● Description of the task: The required result is the number of lines below that hold the word "Could", stated without anything else.

:: Extracted information ::

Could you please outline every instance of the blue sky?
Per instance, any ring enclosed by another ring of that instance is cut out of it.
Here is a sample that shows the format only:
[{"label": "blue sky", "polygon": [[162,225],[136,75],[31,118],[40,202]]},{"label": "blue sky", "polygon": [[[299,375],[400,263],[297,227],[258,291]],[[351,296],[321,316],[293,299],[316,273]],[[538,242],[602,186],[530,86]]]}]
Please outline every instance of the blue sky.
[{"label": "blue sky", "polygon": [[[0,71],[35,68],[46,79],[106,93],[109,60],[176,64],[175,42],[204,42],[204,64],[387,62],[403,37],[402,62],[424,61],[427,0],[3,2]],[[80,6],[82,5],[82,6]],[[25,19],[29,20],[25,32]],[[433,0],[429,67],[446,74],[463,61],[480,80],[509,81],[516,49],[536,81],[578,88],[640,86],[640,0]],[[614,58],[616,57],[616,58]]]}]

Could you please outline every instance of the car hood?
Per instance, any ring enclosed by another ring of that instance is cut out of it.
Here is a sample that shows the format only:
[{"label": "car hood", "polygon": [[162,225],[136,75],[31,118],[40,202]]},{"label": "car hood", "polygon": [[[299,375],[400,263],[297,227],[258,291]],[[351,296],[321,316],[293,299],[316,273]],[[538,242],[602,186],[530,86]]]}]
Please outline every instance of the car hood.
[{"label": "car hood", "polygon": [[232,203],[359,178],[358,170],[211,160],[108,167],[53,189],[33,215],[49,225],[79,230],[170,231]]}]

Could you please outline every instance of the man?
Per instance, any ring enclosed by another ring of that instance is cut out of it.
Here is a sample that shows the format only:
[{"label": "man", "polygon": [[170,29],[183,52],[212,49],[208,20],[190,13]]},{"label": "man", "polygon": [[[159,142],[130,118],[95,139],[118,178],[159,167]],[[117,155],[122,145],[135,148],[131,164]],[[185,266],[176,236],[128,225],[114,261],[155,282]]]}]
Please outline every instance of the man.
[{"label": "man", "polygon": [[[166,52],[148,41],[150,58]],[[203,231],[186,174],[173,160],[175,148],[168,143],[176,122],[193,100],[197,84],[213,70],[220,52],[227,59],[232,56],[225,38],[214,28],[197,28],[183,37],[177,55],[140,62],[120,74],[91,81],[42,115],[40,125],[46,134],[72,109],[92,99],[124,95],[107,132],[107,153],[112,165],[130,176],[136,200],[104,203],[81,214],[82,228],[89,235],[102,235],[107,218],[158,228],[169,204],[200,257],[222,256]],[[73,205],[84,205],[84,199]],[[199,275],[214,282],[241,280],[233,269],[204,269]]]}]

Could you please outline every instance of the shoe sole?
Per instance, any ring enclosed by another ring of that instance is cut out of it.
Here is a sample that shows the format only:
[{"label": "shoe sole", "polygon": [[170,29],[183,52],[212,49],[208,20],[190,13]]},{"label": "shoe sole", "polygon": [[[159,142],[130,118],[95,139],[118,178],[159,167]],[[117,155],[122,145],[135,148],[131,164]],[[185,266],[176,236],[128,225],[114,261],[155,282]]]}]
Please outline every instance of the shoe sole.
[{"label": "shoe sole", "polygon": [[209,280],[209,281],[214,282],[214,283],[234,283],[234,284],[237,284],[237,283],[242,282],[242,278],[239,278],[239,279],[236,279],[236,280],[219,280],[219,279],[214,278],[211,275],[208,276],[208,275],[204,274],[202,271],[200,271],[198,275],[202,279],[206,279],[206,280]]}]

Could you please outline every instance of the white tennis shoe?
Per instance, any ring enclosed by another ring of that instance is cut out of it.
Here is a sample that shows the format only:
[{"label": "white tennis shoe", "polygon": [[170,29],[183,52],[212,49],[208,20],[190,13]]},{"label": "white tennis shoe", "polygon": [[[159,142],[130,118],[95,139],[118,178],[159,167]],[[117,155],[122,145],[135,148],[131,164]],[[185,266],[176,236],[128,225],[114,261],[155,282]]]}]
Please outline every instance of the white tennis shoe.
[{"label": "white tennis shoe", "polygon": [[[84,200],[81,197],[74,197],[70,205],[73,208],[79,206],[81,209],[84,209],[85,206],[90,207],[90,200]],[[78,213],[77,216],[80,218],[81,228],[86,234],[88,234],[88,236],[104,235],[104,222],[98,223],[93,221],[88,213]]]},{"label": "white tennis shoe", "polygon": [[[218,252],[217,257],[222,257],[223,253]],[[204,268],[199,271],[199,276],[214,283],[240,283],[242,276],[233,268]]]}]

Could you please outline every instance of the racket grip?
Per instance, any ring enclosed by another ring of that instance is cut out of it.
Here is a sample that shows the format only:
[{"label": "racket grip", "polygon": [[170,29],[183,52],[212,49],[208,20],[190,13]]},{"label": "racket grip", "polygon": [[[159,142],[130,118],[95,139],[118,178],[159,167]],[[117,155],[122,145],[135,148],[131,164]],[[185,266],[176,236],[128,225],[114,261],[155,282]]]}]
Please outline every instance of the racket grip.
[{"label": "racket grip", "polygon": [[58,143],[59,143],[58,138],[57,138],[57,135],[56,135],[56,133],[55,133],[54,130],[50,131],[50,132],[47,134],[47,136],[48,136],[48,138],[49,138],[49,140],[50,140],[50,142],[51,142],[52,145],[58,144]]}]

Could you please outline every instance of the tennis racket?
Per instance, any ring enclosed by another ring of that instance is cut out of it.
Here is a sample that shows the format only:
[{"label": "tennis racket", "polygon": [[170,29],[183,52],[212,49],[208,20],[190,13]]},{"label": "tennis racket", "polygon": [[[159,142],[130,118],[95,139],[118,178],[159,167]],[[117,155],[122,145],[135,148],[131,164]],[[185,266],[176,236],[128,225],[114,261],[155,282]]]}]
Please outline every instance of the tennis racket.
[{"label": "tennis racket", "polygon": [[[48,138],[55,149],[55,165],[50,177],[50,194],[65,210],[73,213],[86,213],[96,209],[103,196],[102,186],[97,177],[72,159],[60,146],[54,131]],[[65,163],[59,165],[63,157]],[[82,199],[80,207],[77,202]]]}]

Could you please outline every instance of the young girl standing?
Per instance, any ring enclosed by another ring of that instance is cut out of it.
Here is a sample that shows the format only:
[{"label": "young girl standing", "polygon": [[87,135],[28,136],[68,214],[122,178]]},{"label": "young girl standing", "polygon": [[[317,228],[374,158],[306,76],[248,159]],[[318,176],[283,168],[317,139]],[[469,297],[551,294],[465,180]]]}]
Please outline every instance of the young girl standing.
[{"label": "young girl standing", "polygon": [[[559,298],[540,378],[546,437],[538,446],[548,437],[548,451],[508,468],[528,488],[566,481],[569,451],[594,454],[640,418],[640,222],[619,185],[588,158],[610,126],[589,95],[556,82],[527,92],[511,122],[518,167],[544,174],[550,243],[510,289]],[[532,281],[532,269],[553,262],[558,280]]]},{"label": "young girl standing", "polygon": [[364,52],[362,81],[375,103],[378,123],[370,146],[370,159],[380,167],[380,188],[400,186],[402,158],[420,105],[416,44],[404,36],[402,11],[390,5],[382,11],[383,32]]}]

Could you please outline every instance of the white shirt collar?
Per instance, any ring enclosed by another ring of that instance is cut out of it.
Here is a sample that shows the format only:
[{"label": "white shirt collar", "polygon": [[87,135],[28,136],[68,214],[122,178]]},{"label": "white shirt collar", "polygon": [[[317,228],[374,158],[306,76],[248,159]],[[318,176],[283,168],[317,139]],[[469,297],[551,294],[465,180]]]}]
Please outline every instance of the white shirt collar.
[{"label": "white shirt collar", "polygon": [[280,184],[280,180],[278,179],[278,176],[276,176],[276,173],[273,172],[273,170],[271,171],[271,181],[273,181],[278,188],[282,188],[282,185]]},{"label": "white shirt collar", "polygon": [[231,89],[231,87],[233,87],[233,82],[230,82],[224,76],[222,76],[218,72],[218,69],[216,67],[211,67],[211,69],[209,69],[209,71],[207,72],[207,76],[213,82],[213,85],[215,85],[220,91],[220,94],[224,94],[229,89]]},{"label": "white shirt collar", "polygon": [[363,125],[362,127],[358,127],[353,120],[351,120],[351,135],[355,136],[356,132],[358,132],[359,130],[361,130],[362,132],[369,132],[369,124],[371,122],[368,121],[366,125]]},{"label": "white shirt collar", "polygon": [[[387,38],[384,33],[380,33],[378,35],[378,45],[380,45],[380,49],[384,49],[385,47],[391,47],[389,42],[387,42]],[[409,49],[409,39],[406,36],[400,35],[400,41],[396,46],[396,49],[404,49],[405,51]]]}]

:::

● Worked solution: 9